* _GIVEN TEXT_
In addition to celebrity interviews highlighting people from the LGBT community, the magazine has also featured more serious subject matters including features on gay hate crime and the rights of the LGBT community in countries where homosexuality is still illegal including the plight of gay men in Afghanistan.

The magazine has included a series called ‘Straight Mates’ which promote the achievements of straight men who have been keen advocates in promoting the rights of gay men and the LGBT community. The ‘Straight Mate’ series has included interviews with AFL footballer, Tony Armstrong and singer David Campbell.

The magazine has sought to address issues of diversity in recent years by featuring the key achievements made by Indigenous gay Australians including comedian and actor Steven Oliver and Australian actor and TV presenter Matty Mills. The magazine's yearly Indigenous NAIDOC feature aims to highlight the achievements of Indigenous gay men and create broader public visibility.

Additional contributors to the magazine have been Neal Drinnan, Australian author Benjamin Law, and journalist, LGBT commentator and comedian Rhys Nicholson.

== Cover models ==
The magazine has sourced its cover models from high-profile international fitness and industry models, including fitness model and personal trainer Sergey Boytcov, Vlad and Dmitry Averyanov.

In issue #258, the magazine featured its first gay couple as cover models including Australian actor Hugh Sheridan and his fiancé Kurt Roberts. The magazine has been an advocate of same-sex marriage which was legalised in Australia in 2017.

In issue #254, the magazine featured its first Asian gay male cover model, Wilson Lai, who is a high-profile fitness trainer and Instagram influencer.

== Special editions ==
DNA Men: A Photographic Special Edition

DNA magazine has published several special collector editions of the magazine titled DNA Men, which feature a collection of photographic features, including many of their more popular cover models, including Elvis Di Fazio and Alex Wightman.

* _TRY IT_
Continue the text about DNA magazine from where it stops, in the same style.

* _PROVIDED INFORMATION_
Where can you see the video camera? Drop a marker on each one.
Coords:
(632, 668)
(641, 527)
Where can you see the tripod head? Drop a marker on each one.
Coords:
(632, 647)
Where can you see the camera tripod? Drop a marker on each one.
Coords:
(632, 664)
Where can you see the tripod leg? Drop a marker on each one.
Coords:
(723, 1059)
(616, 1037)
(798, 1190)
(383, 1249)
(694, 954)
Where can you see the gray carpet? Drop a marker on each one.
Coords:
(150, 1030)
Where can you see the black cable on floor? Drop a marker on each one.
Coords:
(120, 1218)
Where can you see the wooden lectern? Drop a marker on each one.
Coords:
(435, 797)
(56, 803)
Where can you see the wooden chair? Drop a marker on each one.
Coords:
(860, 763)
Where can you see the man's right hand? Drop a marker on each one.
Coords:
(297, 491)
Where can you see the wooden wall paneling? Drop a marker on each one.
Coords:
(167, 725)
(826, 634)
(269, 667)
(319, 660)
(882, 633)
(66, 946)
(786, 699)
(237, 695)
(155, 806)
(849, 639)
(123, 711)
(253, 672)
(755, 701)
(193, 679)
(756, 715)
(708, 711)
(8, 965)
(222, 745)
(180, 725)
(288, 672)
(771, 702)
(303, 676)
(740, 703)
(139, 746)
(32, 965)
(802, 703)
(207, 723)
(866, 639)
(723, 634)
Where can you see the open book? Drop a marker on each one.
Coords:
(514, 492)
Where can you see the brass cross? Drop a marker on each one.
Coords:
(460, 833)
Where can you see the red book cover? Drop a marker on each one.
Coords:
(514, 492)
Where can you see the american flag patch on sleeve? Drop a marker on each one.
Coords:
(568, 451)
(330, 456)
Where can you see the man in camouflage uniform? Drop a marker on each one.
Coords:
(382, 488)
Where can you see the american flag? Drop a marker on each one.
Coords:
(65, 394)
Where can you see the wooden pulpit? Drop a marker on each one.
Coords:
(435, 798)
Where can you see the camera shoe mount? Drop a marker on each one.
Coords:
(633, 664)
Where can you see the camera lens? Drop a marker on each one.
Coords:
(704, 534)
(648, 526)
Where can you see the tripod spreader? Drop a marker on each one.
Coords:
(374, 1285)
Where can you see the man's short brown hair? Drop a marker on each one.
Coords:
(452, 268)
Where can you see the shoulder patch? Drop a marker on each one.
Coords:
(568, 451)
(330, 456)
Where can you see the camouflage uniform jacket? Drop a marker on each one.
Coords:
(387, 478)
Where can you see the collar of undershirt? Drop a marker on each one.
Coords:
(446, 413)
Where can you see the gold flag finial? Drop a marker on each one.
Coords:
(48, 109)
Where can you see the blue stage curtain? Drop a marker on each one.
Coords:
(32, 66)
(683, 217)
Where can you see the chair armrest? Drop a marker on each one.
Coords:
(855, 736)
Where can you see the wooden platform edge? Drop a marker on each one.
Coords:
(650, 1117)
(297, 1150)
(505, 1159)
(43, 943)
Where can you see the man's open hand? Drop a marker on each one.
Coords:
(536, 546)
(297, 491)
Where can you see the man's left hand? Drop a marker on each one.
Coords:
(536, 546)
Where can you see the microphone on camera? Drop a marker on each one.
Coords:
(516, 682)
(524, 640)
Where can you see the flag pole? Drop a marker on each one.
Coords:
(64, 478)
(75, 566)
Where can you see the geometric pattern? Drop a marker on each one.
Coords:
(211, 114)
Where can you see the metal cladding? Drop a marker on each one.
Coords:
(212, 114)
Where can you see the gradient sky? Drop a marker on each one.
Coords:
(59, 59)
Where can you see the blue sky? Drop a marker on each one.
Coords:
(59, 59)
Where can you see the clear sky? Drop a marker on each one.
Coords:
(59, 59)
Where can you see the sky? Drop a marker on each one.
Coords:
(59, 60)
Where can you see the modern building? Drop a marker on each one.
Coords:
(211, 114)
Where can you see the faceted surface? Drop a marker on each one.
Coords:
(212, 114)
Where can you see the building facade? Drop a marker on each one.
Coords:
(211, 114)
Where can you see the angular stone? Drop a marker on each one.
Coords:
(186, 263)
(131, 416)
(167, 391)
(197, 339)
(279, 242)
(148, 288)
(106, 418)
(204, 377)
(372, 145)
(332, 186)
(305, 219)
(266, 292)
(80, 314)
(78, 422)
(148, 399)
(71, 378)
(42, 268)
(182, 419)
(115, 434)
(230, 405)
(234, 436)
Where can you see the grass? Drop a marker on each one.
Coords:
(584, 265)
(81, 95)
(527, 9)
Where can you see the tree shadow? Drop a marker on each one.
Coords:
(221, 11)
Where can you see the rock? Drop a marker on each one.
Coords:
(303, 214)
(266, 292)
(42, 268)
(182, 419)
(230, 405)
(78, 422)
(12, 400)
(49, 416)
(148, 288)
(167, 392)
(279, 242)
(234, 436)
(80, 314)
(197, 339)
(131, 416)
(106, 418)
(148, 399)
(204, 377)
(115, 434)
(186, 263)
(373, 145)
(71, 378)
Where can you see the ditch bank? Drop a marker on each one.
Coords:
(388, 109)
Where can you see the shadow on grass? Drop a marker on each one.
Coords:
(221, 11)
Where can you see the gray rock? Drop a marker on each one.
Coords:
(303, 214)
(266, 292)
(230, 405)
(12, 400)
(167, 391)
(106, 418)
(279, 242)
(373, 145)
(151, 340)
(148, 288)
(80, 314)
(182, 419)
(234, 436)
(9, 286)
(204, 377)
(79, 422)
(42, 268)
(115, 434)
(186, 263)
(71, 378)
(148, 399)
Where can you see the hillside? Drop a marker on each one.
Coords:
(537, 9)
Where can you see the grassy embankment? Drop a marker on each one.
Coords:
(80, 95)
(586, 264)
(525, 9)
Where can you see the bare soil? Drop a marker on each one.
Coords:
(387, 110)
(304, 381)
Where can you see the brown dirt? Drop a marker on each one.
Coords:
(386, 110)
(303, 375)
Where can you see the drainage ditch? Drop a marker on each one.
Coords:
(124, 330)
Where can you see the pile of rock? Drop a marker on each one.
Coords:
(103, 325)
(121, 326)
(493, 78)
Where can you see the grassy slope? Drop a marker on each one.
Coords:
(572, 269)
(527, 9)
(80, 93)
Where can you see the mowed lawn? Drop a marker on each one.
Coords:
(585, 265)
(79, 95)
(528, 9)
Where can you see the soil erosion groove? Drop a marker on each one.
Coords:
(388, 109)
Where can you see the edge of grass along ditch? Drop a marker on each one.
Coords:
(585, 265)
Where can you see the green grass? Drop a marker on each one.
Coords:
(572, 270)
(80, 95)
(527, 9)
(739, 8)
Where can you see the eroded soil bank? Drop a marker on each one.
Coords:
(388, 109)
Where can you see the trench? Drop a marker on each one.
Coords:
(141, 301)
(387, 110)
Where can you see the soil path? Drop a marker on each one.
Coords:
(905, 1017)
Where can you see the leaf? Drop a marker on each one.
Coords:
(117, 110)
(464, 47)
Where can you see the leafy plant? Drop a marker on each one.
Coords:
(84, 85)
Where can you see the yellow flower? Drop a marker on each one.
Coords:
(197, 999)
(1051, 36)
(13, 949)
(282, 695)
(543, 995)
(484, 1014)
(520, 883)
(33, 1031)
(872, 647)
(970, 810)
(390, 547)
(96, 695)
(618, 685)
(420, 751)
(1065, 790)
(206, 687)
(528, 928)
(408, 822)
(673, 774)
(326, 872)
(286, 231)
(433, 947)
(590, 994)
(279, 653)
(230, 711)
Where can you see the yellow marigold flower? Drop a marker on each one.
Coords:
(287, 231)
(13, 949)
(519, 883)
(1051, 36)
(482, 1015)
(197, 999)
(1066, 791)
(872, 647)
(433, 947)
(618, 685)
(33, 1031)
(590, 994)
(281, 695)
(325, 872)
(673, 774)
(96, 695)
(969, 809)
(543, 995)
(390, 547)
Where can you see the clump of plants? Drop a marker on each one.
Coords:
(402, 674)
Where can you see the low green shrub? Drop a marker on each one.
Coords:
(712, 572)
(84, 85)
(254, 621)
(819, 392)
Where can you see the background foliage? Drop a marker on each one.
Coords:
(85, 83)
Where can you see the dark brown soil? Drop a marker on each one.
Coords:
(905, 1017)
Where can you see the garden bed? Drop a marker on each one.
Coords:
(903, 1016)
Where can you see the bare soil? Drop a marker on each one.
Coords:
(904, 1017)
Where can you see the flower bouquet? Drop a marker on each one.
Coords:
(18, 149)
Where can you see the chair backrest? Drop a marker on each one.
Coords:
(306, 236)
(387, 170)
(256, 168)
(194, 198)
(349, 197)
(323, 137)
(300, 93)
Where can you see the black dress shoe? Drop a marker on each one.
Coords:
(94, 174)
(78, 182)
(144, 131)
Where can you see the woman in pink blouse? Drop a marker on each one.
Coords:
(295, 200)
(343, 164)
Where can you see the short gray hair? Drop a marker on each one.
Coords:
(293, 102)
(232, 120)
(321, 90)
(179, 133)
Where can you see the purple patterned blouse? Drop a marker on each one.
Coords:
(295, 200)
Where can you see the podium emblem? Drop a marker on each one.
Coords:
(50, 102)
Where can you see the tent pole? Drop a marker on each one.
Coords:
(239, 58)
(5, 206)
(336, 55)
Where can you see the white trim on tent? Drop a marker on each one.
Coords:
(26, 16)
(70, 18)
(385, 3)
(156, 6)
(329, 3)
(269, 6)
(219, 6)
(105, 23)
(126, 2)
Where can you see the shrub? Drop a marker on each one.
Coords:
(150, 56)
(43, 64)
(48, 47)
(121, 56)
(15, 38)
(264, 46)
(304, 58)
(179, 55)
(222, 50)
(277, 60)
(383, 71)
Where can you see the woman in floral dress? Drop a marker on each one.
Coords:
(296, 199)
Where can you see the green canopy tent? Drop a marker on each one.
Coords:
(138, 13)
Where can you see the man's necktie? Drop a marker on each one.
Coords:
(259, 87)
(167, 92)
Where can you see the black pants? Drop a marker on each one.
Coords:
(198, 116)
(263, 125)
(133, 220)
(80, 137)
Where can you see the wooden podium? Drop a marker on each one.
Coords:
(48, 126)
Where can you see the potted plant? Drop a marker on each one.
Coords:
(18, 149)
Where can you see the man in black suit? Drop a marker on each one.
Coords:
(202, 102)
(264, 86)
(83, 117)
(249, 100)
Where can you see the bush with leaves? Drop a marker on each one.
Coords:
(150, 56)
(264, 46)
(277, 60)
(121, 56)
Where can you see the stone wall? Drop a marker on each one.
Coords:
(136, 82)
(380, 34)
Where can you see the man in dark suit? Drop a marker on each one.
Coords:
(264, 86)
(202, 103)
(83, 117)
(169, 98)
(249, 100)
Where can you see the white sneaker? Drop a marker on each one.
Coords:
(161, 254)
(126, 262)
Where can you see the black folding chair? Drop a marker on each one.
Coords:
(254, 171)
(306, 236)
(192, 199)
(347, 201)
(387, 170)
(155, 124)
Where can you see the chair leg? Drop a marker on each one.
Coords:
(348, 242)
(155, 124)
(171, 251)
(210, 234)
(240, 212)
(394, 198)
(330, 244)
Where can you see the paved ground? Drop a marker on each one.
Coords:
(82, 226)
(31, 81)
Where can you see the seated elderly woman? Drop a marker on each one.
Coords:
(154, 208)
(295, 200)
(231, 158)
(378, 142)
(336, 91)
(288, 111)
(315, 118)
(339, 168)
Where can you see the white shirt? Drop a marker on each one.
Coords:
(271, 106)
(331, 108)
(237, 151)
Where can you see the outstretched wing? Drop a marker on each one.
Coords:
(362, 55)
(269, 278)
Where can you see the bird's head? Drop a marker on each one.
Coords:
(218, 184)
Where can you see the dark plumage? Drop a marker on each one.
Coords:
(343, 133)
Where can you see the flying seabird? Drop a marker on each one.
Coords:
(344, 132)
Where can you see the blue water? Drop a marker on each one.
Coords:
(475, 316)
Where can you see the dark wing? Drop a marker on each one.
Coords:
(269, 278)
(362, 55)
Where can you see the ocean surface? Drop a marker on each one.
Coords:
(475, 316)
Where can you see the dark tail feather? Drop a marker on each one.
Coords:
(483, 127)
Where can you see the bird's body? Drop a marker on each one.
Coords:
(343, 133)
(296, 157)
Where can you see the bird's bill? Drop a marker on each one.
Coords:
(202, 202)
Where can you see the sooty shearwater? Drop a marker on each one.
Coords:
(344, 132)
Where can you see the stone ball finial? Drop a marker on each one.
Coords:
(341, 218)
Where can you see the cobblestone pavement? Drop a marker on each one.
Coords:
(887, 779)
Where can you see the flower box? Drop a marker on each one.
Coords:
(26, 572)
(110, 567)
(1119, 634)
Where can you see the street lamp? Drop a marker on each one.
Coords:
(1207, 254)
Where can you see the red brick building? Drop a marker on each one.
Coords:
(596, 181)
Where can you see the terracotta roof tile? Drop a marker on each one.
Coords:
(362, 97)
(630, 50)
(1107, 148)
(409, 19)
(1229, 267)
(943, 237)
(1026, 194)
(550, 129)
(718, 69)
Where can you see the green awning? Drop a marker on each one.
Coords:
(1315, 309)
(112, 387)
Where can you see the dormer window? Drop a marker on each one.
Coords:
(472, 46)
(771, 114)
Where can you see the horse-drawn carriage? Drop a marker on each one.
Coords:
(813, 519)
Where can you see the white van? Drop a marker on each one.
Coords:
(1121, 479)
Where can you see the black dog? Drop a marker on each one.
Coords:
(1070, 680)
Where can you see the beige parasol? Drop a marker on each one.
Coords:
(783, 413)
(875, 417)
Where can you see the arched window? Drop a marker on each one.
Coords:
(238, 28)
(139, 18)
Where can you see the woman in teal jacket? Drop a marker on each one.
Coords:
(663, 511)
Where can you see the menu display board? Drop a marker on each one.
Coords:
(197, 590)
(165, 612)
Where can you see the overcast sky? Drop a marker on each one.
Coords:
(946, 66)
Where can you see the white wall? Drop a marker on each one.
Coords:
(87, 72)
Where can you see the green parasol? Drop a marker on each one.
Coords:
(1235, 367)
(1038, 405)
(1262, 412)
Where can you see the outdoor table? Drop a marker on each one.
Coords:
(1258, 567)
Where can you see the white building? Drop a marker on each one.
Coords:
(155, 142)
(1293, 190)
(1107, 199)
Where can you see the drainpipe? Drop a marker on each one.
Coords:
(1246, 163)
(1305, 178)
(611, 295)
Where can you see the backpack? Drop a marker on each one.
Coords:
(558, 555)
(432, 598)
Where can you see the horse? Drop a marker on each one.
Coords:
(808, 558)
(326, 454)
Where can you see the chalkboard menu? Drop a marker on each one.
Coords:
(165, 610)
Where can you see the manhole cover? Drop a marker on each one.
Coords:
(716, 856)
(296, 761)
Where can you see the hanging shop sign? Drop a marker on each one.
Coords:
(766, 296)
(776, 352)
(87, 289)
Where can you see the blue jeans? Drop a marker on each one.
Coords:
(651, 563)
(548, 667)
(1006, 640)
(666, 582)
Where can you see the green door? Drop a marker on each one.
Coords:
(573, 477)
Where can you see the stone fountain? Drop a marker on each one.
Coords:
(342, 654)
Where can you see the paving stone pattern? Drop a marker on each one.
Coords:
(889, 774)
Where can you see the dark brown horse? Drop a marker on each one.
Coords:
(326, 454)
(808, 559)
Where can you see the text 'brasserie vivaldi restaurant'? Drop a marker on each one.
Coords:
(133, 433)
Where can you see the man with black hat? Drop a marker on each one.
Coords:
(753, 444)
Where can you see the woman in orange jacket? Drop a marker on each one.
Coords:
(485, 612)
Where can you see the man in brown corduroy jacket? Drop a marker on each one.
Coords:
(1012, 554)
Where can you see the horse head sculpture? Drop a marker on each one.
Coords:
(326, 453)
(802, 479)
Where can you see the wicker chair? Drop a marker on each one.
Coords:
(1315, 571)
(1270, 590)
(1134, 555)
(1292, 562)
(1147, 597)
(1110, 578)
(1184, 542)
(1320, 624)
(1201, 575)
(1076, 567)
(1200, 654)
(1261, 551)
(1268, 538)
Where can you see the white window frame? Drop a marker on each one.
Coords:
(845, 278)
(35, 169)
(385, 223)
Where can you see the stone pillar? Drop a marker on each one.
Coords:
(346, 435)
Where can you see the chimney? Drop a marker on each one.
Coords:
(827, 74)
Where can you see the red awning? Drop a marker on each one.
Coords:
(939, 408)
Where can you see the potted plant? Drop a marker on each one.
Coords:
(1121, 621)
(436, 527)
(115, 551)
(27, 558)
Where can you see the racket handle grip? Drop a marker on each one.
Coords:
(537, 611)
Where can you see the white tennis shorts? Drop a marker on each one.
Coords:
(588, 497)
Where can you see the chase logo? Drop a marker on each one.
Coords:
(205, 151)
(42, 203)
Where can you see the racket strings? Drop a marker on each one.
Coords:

* _RESULT BELOW_
Special Reader Made Edition

The Reader Made Edition published in June 2014 included over 50 international submissions made by readers. The content included stories covering marriage equality, ageing in the gay community, coming out stories, finding love in the digital age, homophobia and violence, personal histories and articles on the joys of pet ownership. The issue aimed to include a variety of content from gay people from across the globe and enable them to share their stories, bringing more awareness to their different experiences, challenges and achievements. Andrew Creagh, the managing editor of the magazine, stated: "The reader-made concept has been applied a couple of times in overseas magazines and I think it's really exciting. It gives our readers a voice and helps us connect with them in a meaningful and direct way."

== Criticism ==
The magazine has come under broader criticism for its lack of inclusivity in featuring predominantly white male athletes and models on its cover, and its photographic features, which mainly include images of young hyper-masculine men which default into stereotypes of gay men and the gay community as a projected ideal of masculinity.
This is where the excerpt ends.